An arrest unsupported by probable cause violates the Fourth Amendment. The test for probable cause is whether "facts and circumstances within the officer's knowledge ... are sufficient to warrant a prudent person, or one of reasonable caution, [to believe], in the circumstances shown, that the suspect has committed, is committing, or is about to commit an offense." Michigan v. DeFillippo, 443 U.S. 31, 37, 99 S.Ct. 2627, 2632, 61 L.Ed.2d 343 (1979). See also Beck v. Ohio, 379 U.S. 89, 91, 85 S.Ct. 223, 225, 13 L.Ed.2d 142 (1964).

Beginning with Terry v. Ohio, 392 U.S. 1, 88 S.Ct. 1868, 20 L.Ed.2d 889 (1968), however, the Supreme Court recognized that certain investigative seizures of an individual need not be supported by probable cause. In Terry, the Court held that a police officer may conduct a "stop" and "frisk" of an individual "for purposes of investigating possibly criminal behavior even though there is no probable cause to make an arrest" so long as the officer is "able to point to specific and articulable facts" which give rise to a reasonable suspicion of criminal activity. Id. at 21-22, 88 S.Ct. at 1879-80. In assessing the reasonableness of the stop, the facts are "judged against an objective standard: would the facts available to the officer at the moment of the seizure or the search 'warrant a man of reasonable caution in the belief' that the action taken was appropriate?" Id. The Court further stated that in a Terry stop situation, the Fourth Amendment permits

a reasonable search for weapons for the protection of the police officer, where he has reason to believe that he is dealing with an armed and dangerous individual, regardless of whether he has probable cause to arrest the individual for a crime. The officer need not be absolutely certain that the individual is armed; the issue is whether a reasonably prudent man in the circumstances would be warranted in the belief that his safety or that of others was in danger.

**Task instructions**
a. Rewrite the paragraph of the probable-cause passage that begins "An arrest unsupported by probable cause" as a short list that keeps its main facts.
b. Duplicate the part of the probable-cause passage starting with "a reasonable search" and going on through "was in danger.".
c. Pick up the probable-cause passage right after its last sentence and continue it.
The items that come after this point are separate material and are not part of the probable-cause passage.

**Dataset entries**
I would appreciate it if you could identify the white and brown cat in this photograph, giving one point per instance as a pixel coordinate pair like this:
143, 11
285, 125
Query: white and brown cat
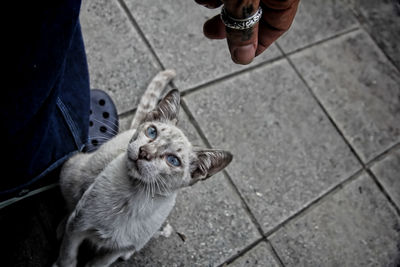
121, 194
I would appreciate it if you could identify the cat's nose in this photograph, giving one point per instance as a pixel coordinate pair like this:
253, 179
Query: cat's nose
144, 153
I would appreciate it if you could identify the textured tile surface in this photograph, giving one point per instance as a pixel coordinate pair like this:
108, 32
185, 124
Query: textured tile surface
258, 256
358, 87
315, 21
286, 152
387, 171
212, 234
119, 62
353, 227
210, 216
382, 20
174, 28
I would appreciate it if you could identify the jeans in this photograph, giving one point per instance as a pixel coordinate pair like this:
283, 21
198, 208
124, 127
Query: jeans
45, 110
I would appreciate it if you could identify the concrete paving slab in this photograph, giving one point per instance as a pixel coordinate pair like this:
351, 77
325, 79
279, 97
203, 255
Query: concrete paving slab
315, 21
209, 216
387, 171
381, 19
353, 227
211, 220
175, 31
286, 152
260, 255
359, 88
119, 61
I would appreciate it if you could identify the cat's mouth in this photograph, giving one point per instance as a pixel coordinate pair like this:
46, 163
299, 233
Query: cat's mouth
133, 163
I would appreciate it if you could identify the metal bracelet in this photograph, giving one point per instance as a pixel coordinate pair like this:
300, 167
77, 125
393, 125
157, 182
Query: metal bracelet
240, 24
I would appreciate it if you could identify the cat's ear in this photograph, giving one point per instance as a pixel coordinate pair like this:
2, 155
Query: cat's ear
167, 109
207, 163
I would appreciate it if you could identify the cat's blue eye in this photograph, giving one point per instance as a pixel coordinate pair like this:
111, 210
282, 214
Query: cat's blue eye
151, 132
173, 160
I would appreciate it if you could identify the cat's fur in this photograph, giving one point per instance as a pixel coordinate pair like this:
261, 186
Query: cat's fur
120, 195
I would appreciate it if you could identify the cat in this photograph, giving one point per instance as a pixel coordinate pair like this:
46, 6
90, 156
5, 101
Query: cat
120, 195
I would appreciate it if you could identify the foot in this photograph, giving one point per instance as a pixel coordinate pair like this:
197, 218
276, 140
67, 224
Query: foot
103, 120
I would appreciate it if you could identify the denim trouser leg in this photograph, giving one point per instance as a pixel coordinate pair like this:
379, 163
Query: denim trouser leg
45, 109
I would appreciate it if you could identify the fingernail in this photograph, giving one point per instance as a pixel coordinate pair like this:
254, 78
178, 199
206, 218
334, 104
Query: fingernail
244, 54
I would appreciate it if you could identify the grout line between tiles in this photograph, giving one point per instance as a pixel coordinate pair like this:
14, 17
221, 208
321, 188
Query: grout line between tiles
338, 35
140, 32
383, 155
274, 253
231, 75
226, 174
241, 252
364, 166
383, 190
265, 63
315, 203
359, 17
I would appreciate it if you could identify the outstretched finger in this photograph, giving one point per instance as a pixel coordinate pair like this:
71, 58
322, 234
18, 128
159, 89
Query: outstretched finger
276, 20
242, 43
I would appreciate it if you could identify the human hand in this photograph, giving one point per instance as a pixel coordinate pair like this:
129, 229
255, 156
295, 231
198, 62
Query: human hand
244, 45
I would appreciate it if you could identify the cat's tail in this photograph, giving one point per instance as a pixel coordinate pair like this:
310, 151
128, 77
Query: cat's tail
149, 100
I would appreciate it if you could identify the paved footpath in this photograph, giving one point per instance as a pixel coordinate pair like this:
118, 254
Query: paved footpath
313, 123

**Replies**
a.
- An arrest without probable cause violates the Fourth Amendment.
- Probable cause exists when the facts and circumstances the officer knows would lead a prudent, reasonably cautious person to believe the suspect has committed, is committing, or is about to commit an offense.
- Source of the test: Michigan v. DeFillippo, 443 U.S. 31, 37 (1979).
- See also Beck v. Ohio, 379 U.S. 89, 91 (1964).

b.
a reasonable search for weapons for the protection of the police officer, where he has reason to believe that he is dealing with an armed and dangerous individual, regardless of whether he has probable cause to arrest the individual for a crime. The officer need not be absolutely certain that the individual is armed; the issue is whether a reasonably prudent man in the circumstances would be warranted in the belief that his safety or that of others was in danger.

c.
Id. at 27, 88 S.Ct. at 1883.

The question of whether an investigative stop crosses the line and becomes an arrest has spawned much judicial discussion, resulting in the development of various guidelines for examining the question. For example, the determination of whether an arrest has occurred is not dependent on whether the citizen is formally...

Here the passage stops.